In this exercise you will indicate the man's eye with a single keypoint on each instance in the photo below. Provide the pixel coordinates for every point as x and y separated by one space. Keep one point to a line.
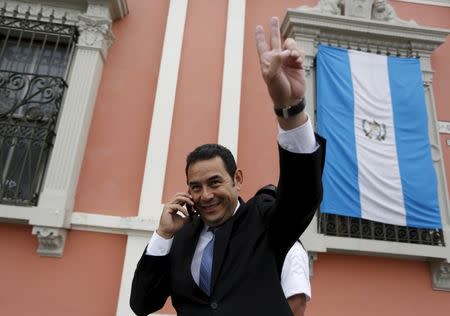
215 182
195 189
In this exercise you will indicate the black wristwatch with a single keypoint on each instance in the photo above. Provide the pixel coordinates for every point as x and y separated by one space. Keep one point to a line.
292 110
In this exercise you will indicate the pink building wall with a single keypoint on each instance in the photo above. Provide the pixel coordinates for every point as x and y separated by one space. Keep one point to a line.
86 280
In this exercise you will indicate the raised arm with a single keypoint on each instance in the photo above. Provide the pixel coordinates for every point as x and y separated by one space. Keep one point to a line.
282 70
299 188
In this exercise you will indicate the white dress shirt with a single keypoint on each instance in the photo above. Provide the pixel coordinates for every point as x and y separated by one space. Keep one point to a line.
295 273
298 140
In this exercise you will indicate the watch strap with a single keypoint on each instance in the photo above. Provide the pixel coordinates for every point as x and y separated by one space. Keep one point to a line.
292 110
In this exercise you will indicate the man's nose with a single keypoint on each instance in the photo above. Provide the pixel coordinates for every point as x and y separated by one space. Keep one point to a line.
206 194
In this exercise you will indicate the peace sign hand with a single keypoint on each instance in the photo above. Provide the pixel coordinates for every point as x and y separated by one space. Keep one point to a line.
281 66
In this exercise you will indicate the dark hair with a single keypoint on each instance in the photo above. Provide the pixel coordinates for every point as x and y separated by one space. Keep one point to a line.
209 151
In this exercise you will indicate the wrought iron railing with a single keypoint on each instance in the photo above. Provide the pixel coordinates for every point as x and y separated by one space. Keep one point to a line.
344 226
35 58
29 107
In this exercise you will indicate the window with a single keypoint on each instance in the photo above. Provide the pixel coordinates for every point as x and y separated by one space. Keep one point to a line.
34 63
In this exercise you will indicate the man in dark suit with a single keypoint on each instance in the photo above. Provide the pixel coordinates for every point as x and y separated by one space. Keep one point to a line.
227 259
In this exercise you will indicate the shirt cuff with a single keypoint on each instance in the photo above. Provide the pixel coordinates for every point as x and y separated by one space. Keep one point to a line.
158 246
300 140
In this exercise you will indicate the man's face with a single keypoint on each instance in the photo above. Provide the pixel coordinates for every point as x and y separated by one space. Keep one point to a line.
214 192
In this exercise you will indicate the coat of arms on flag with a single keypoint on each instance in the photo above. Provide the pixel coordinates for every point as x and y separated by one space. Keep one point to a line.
371 109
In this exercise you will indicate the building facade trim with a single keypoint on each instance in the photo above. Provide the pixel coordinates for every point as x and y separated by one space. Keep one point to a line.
311 28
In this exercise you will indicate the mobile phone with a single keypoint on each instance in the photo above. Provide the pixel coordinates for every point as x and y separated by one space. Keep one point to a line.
191 211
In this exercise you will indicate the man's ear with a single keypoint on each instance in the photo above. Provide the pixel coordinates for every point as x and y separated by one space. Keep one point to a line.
238 179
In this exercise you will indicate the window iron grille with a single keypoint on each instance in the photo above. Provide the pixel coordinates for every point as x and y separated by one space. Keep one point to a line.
34 63
345 226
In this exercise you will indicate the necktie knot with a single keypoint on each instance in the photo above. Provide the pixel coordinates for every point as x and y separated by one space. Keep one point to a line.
206 263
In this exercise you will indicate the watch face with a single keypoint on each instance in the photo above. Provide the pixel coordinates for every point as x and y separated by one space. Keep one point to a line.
292 110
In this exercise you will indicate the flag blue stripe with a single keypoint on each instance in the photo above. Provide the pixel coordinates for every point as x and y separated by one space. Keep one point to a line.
417 173
335 108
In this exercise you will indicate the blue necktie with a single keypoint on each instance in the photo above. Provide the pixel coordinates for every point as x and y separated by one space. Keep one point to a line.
206 264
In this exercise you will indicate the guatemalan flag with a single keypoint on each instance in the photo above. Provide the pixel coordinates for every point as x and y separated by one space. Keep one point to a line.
371 109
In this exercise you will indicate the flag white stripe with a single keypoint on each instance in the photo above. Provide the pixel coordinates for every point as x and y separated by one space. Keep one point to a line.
379 176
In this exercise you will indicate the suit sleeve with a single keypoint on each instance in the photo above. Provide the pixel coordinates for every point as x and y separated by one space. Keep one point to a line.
299 194
151 284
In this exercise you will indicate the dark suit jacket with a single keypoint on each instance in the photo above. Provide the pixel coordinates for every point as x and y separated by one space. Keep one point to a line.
249 251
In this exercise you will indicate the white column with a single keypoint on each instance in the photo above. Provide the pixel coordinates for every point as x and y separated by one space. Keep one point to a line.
150 206
232 77
158 145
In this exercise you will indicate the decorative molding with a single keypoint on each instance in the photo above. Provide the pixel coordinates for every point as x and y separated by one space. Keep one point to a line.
160 128
113 224
51 241
232 77
379 10
439 3
440 272
57 12
40 12
95 33
444 127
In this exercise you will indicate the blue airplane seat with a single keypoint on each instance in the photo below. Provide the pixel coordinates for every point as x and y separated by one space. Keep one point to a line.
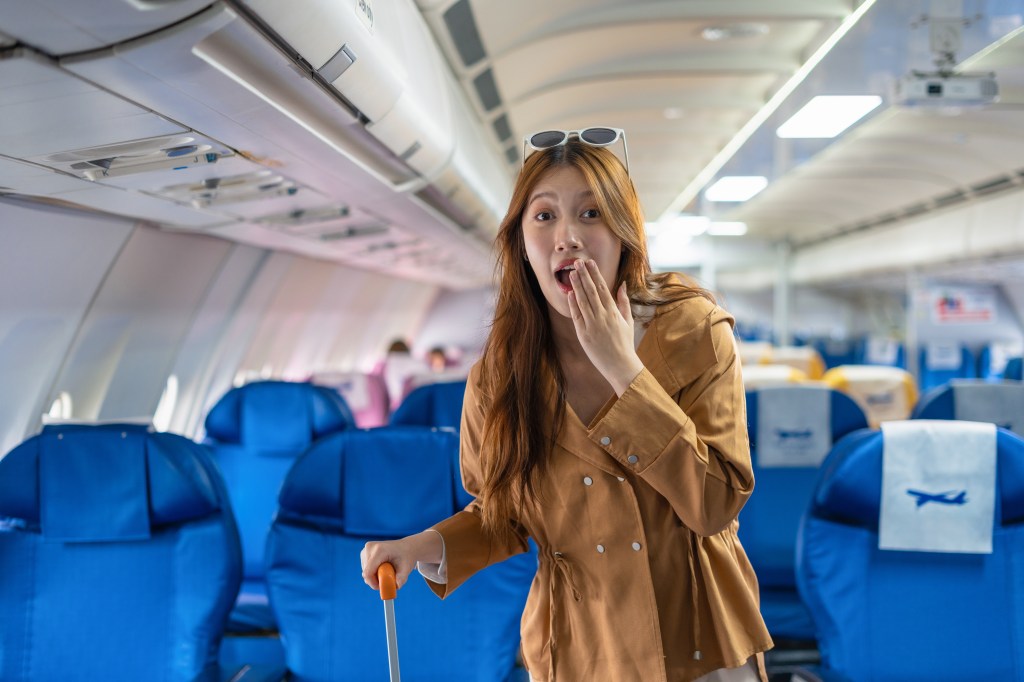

◆ WHAT TO WORK ON:
Could you repeat every entry above exactly, with each picture omitted?

◆ RESPONSE FOR THIS EXERCISE:
In this exercise you will indicate the man's eye with a single keypoint on each instance in the photo below. Provide the pixel coordinates for every point as x and y separated by one space. Keep one point to a line.
215 182
195 189
In this exercise you will indicate the black wristwatch with a single keypoint on each instance in the photo above. Provide the pixel coordinates for every point as x and y separated by one space. Keep one point to a line.
292 110
In this exercise you will indicate the pink building wall with a single keypoint on each instance in the photo above. Provide the pixel coordinates for every point as x and y separated by one space. Keep one point to a line.
86 280
In this exercise you will indicate the raised arm with a single keypoint on each instance in the photo above. Provide the pixel coordinates for every point as x and y separated by one space. Keep one point to a line.
282 70
299 188
In this exercise you will indicate the white dress shirt with a single keypoint on each instance in the photo above. Provide the pixel coordinates for every point as x and y separated by one space. Keep one point to a line.
295 273
298 140
In this exercise you will indicate the watch strap with a single keypoint on each instance in the photo above. Provide the pixel coordinates for every point as x and y separated by one space. Keep one point to a line.
292 110
In this exercise you will indicate the man's nose with a single keypoint on each instance in the photo above. Provide the pixel coordinates for every point as x and y separated by one space. Keep one point to a line.
206 194
In this exercise you will indicate the peace sign hand with a single keypoint on each instance in the photo above. Provide the pixel coordinates for every point as x and y separated by one space. Keep one point to a line.
281 66
In this exercise you will indicate the dark hair with a single keypoint on each instance in the photo above. Provide the pixel coordinates for every point as x and y separated by one space. Keep one point to a line.
209 151
In this exercise you will indicate the wrought iron railing with a single keypoint on each instance in the photo above. Provide the pixel coordinates for every point as x and y separated by one space. Keep one point to a line.
344 226
35 58
29 107
In this exercise you will indicate the window with a single keypoint on each instance in the photo above. Provide the pixel coordinates for every point as x and y separated by one space. Keep one point to a line.
34 63
In this exercise you will indicate the man in dark suit with a single keypoint on each instance in the photo above. Provide the pixel coordinates for every point as x and y separated by one space. Keep one point to a line.
227 259
In this exercise you will indicate the shirt cuff with a single keypoint on each instance in the photo above. Provide the pixel coordinates for every point as x and y separated by one space. Keep one point to a line.
158 246
300 140
In this exercise you will indicate the man's face with a single keypoint on each instance in the photo above. Provide the pixel coordinates for every point as x and y separated by one space. Keep one point to a line.
214 192
In this exercise you will indicate the coat of arms on flag with a single keypoint on each instance in the photo above. Provide the pixel coordinates for every point as x and y separated by one space. Keep one point to a line.
371 109
In this exercise you will indicate the building facade trim with a single keypoint on each instance in the photo above. Provide the pixel coordinates for every point as x and y separated by one space. Keep one point to a line.
311 28
In this exercise you will indicate the mobile phone with a single keypoint on each instance in the photo above. Provide the pixel coordinates for every point as x and y separated by one space. Keep one point to a line.
191 211
In this exercise you will indicate the man's ear with a single keypoint on each instance in the photo above. Provide the pixel coordinates for every point as x and y separated by one space. Keep one point to a line.
238 179
In this exercise you will indicate the window iron grille with a single keypoint on each instance in the photo above. Provide the pixel coordinates for every point as x and y separated by one space. Keep one point to a line.
34 63
345 226
In this exercise you will indicate the necktie knot with a single keypoint on each instance in the photo above. Provide the pixel coordinates for every point as x and y separated by one space. Keep one point to a line.
206 263
In this exercise you will indicate the watch face with a single keypoint on each instance in the photo above. Provide the pixel coordinates for every point as x and y separated by one space. Keep one point to a line.
292 110
In this exercise you will indicate the flag blue stripe with a single keypoint on each instance in the photo above. Provide the pixel coordinates for every point as x and y separated by one space. Keep one point to a line.
417 173
335 108
In this exercise you will indicate the blue necktie with a single keypoint on each instance in the photo above. Provide the pixel coordinates for every point as x and y separated by one space. Keep one point to a line.
206 264
In this exercise you will indicate the guatemalan flag with a single keypoint on each instance in the photo above. Provide the pixel coordinates for every point as x and y separated by one space. Keep one point to a line.
371 109
In this exercise you will indicate the flag white stripe with a single keypoint on each instance in the photo above. Provide the pixel coordinates for every point as x and y separated by one space. Keep one point to a line.
379 176
In this exercise you will indicate the suit sleeve with a single keypoint on each instance in the photo above. Provide the pixel coordinates for every point as x and y separated by one space. Keep one point to a line.
299 194
151 284
In this exercise you will indicate the dark suit jacket with a single keypoint on each instance in the photo above. Provide the pixel coordinates for every point as x and y separated by one space. Keep one point to a line.
249 251
In this exercise you will indicate the white column with a single keypoint on each instance in the photo above. Provide the pixel coordinates for every point as x and y separated by one space. Keep one point to a line.
150 206
232 77
158 145
In this exercise you will indicate the decorative molding with a single keypoint on each instance in the photo above. Provide the pixel coordinates for every point as x and y separated by one space. Keep one point to a line.
160 128
113 224
51 241
232 77
379 10
439 3
440 272
57 12
40 12
95 33
444 127
In this exercise you will indicate the blue airplane seat with a single keypoint on each instance in the photo below. Provide the pixel coordinates for every point as x and y separated by one space. Keep one point to a line.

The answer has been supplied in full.